Your response should consist of the data that follows, repeated in full without alteration.

START AVAILABLE DATA

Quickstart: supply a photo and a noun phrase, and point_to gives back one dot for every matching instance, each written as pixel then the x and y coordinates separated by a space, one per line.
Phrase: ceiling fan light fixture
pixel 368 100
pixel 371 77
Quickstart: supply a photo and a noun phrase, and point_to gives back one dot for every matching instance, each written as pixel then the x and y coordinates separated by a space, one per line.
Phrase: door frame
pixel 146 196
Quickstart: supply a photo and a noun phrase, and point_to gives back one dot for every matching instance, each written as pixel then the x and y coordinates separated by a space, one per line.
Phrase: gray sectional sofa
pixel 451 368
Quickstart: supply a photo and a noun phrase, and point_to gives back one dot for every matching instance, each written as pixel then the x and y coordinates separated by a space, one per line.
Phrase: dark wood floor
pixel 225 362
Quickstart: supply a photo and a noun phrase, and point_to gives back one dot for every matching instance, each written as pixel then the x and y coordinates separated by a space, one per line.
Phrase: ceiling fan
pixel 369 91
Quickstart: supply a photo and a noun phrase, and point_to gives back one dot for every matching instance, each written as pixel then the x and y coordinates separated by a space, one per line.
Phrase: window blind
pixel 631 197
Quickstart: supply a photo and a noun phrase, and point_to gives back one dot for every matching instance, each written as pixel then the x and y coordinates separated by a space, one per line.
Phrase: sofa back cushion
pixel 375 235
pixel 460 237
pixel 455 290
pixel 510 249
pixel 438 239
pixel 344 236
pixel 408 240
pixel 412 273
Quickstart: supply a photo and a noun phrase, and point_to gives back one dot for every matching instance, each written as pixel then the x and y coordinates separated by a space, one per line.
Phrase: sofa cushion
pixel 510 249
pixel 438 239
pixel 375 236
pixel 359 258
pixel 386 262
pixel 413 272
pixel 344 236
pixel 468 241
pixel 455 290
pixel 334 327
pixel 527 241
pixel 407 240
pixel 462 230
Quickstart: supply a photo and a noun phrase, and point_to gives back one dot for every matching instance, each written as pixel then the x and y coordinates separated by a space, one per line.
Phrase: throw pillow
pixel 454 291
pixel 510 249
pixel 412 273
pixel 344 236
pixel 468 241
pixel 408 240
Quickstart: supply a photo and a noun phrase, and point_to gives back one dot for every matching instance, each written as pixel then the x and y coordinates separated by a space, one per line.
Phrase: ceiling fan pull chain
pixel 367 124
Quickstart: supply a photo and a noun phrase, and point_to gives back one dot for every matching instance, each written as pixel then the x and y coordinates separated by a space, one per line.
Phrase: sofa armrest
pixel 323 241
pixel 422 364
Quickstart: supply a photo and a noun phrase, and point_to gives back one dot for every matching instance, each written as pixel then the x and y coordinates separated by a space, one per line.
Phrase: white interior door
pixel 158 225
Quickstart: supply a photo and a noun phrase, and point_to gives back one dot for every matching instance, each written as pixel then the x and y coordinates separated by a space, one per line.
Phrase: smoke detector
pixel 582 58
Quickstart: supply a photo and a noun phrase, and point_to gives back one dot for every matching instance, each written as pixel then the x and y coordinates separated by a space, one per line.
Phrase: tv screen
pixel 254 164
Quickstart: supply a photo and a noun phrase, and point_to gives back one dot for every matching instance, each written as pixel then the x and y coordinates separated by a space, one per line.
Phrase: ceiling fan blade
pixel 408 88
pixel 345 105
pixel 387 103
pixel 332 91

END AVAILABLE DATA

ANSWER BELOW =>
Quickstart: supply a photo and a noun phrase, and point_to gives back one dot for every matching instance, each written as pixel then the x and y coordinates separated by a space, one per line.
Phrase: ceiling fan light fixture
pixel 368 100
pixel 371 77
Quickstart: supply a photo and a noun phrase, and point_to gives back one dot for every matching instance, each written as pixel then the x and y coordinates separated by a space, one per line.
Phrase: door frame
pixel 146 196
Quickstart: supply a photo and a noun phrase, and point_to gives back one dot for every matching instance, each written as pixel then the x and y coordinates separated by a space, one per line.
Phrase: gray sectional sofa
pixel 451 368
Quickstart: supply a photo and a noun phrase, and point_to gives back one dot for every matching instance, each written as pixel then the x and y coordinates separated by a space, one per line.
Phrase: dark wood floor
pixel 225 362
Quickstart: supply a photo and a noun phrase, and point_to gives back one dot for every matching instance, each written as pixel then the x and y coordinates separated by a space, one per line.
Phrase: ceiling fan
pixel 369 91
Quickstart: supply a photo and a noun phrase, and point_to gives back one dot for every matching instance, each written as pixel then the x and y coordinates separated by a space, one per line.
Phrase: window blind
pixel 631 197
Quickstart: supply a photo and a noun phrase, and point_to gives back one dot for every matching instance, each written as pixel then the x and y coordinates separated by a space, one per line.
Phrase: sofa back cushion
pixel 375 235
pixel 460 237
pixel 455 290
pixel 510 249
pixel 438 239
pixel 344 236
pixel 408 240
pixel 412 273
Quickstart: supply a photo and a noun phrase, and point_to gives back one dot for every matching instance, each written as pixel then the x and y coordinates separated by a space, one per line.
Phrase: sofa cushion
pixel 510 249
pixel 438 239
pixel 375 236
pixel 359 258
pixel 386 262
pixel 413 272
pixel 344 236
pixel 468 241
pixel 455 290
pixel 334 327
pixel 527 241
pixel 407 240
pixel 462 230
Quickstart: supply a photo and a noun phrase, and point_to gives back one dot for every matching instance, each written as pixel then the x and y coordinates separated by a space, one per line.
Phrase: throw pillow
pixel 454 291
pixel 510 249
pixel 412 273
pixel 344 236
pixel 468 241
pixel 408 240
Quickstart: supply a photo and a noun phrase, and point_to gives back one dot for every matching instance, each written as pixel then the x and y coordinates separated by a space, one per line.
Phrase: ceiling fan pull chain
pixel 367 124
Quickstart: supply a photo and a noun phrase, and point_to gives back one dot for every matching instance, each written as pixel then the x and y coordinates separated by a space, one per line.
Phrase: sofa armrest
pixel 323 241
pixel 422 364
Quickstart: supply a photo and a noun phrase, and point_to gives back one dot for every matching instance, each written as pixel then the x and y coordinates separated by a space, one per line.
Phrase: white interior door
pixel 158 225
Quickstart: supply a photo and a noun phrase, and point_to gives back one dot for every matching instance, each written as pixel then the x and y coordinates separated by a space, one per line.
Phrase: smoke detector
pixel 582 58
Quickstart: supply a photo and a noun phrase, and point_to gives back one dot for every matching instance, each written as pixel then the x and y coordinates separated by a space, one per line.
Phrase: tv screen
pixel 254 164
Quickstart: supply a photo and a noun phrase, and point_to gives back one dot for every matching instance, each written as pixel then the x and y coordinates separated by a space, one per line.
Phrase: ceiling fan blade
pixel 408 88
pixel 345 105
pixel 387 103
pixel 332 91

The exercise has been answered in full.